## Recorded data
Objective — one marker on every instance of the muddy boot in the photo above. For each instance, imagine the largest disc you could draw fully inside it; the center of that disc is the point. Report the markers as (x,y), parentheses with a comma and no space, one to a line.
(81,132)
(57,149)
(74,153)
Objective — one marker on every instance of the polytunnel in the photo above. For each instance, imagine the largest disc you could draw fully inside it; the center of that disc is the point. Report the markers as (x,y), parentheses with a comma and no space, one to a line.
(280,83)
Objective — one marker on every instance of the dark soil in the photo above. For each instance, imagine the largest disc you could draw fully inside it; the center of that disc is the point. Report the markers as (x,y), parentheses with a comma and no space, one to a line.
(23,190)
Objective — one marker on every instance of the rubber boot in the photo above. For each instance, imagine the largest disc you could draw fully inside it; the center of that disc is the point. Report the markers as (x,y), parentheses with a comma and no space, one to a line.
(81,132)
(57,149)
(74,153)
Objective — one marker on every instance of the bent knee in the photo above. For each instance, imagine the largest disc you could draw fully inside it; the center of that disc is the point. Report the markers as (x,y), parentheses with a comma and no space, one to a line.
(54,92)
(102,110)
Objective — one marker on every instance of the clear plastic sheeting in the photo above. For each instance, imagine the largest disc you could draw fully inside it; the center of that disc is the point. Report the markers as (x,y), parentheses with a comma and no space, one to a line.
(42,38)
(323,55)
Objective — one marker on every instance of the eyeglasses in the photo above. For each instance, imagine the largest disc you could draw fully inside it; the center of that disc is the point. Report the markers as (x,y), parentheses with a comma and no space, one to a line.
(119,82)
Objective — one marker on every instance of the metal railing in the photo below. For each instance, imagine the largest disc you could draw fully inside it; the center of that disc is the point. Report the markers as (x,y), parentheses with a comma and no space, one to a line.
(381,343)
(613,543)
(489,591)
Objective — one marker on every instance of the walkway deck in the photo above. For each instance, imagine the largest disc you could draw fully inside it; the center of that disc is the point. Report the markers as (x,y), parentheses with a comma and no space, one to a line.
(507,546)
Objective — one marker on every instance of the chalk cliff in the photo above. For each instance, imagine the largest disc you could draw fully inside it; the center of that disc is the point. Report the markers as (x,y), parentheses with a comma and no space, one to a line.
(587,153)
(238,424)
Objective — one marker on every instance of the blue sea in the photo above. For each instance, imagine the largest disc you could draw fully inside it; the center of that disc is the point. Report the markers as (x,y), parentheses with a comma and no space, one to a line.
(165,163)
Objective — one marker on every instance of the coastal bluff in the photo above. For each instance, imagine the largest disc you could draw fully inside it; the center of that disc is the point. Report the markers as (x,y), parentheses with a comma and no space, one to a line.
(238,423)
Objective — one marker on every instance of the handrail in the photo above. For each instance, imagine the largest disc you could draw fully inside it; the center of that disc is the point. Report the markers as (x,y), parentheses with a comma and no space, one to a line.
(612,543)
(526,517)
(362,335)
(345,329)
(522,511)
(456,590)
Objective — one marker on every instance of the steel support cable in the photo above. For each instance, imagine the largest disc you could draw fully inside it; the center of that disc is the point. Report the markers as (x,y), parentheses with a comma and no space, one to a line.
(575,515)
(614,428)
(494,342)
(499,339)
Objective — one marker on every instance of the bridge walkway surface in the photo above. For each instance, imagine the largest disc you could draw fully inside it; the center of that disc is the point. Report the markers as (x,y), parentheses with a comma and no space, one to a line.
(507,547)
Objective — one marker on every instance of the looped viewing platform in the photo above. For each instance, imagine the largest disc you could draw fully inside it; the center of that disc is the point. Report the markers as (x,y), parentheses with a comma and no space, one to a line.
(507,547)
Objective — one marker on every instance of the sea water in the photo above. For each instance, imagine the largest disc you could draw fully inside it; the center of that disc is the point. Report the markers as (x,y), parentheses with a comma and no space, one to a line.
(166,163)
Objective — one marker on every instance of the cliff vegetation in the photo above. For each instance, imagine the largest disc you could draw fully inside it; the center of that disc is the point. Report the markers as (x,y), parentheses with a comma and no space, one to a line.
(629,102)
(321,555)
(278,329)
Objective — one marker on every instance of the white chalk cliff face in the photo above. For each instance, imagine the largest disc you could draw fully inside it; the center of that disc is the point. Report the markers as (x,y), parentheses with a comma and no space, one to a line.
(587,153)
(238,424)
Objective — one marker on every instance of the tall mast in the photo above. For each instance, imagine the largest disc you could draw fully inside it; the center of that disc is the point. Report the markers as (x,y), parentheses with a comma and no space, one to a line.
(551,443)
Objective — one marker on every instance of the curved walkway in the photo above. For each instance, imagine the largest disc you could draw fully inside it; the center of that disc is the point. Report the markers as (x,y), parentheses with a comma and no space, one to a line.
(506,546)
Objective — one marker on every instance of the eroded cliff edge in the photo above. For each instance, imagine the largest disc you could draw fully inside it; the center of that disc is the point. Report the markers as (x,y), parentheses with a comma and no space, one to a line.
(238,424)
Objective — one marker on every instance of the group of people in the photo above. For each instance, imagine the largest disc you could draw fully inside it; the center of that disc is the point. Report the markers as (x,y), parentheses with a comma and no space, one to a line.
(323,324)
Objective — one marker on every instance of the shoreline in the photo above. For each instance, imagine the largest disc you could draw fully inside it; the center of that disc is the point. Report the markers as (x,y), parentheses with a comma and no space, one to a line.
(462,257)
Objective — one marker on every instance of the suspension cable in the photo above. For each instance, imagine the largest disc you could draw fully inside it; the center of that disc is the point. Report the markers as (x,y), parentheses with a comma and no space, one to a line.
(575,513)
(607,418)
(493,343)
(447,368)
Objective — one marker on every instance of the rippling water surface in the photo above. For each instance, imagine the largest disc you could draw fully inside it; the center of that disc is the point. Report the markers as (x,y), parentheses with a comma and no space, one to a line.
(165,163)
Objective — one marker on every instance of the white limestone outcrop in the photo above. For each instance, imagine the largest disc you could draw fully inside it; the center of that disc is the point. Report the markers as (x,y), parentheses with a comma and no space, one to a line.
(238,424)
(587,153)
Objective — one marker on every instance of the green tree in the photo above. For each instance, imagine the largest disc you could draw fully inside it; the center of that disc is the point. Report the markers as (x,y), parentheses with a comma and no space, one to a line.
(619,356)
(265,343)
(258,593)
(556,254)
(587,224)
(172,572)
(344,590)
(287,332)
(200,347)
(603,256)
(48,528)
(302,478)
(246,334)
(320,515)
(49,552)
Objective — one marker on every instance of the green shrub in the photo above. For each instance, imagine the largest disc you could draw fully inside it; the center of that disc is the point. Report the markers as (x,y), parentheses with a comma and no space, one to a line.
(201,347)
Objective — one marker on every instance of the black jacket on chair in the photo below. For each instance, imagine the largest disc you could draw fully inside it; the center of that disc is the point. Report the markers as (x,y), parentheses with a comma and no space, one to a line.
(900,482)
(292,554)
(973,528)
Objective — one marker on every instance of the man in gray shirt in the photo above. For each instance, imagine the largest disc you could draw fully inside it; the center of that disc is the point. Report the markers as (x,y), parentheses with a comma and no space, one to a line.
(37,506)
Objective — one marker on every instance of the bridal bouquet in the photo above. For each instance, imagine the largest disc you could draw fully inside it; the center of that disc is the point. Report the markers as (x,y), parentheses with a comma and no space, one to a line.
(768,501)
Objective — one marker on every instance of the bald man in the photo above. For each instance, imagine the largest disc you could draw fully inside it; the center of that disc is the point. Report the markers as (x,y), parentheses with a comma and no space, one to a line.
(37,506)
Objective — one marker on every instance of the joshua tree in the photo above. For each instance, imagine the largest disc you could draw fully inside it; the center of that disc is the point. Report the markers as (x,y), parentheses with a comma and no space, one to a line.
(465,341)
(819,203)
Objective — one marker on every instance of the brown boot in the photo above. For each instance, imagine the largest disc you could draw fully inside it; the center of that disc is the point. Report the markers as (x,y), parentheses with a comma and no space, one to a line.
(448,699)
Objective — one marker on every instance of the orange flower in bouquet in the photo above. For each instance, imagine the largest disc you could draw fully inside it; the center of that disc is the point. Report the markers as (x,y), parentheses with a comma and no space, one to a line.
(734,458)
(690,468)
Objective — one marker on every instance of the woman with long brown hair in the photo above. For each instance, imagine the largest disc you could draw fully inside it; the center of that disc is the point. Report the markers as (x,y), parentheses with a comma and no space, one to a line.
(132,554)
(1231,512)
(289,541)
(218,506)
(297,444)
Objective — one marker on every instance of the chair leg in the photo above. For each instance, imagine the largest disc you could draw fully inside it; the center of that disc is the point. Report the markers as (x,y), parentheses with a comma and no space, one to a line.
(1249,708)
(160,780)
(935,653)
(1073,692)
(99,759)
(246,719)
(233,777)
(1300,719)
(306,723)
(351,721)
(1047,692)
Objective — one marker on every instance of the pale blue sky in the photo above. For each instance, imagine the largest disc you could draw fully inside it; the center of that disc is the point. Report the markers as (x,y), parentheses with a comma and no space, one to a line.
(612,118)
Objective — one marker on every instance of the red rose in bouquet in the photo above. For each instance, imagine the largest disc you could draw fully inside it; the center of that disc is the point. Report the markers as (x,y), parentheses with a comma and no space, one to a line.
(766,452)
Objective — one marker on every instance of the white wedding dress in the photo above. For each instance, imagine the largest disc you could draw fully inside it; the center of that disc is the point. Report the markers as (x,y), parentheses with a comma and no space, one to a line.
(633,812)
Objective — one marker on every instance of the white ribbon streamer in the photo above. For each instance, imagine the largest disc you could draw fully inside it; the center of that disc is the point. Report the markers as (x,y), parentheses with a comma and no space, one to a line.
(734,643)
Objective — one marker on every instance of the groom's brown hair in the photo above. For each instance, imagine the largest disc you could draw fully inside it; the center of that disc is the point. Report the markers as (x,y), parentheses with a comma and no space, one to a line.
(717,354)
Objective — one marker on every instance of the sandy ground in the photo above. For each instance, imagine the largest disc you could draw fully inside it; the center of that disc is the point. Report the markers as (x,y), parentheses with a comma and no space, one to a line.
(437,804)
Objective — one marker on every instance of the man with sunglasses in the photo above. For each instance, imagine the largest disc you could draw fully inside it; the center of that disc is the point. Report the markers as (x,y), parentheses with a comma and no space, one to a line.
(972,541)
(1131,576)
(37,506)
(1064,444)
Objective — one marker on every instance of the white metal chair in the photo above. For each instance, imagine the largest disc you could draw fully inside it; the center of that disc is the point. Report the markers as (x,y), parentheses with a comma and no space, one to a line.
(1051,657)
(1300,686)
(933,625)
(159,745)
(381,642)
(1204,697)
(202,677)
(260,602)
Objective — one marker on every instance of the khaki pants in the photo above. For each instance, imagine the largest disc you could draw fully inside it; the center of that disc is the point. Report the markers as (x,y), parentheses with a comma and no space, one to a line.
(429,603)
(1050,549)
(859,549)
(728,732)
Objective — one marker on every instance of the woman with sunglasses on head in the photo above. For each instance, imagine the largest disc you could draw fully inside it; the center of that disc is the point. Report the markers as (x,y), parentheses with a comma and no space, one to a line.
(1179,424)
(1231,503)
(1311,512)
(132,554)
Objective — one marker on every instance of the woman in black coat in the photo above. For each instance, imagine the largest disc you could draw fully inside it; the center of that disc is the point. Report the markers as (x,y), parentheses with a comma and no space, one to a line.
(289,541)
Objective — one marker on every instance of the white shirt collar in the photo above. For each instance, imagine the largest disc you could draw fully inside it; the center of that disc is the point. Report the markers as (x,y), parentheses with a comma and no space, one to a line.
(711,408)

## What is needed
Copy the items from the line containing "Objective — one marker on every instance of the white shirt" through the end of the items above, requests included, and shift every coordinate in the answers by adding 58 to it.

## Full output
Objective — one marker on every instance of the white shirt collar in the photo above. For each instance, imagine the largest disc you could draw fully inside it; the center of that disc is the point. Report the markers as (x,y), parentheses with a comma and no space, one to a line.
(769,466)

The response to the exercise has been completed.